> Task statement
No pictures should appear in the copy. Reproduce exactly the lines from the one containing "column 191, row 84" through the end of the material below.

> Material for this task

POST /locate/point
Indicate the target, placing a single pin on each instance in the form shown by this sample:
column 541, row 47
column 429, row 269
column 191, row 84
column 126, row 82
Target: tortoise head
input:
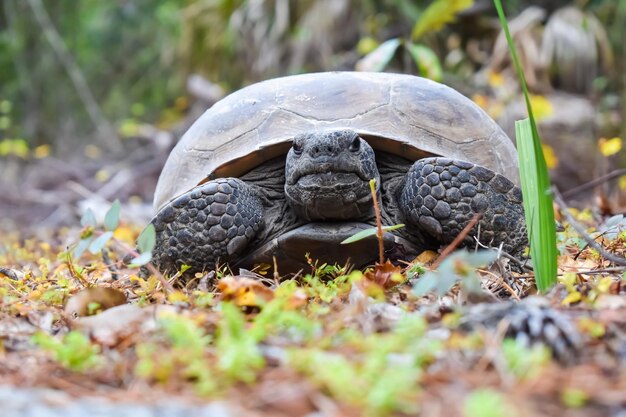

> Task response
column 191, row 84
column 126, row 82
Target: tortoise head
input:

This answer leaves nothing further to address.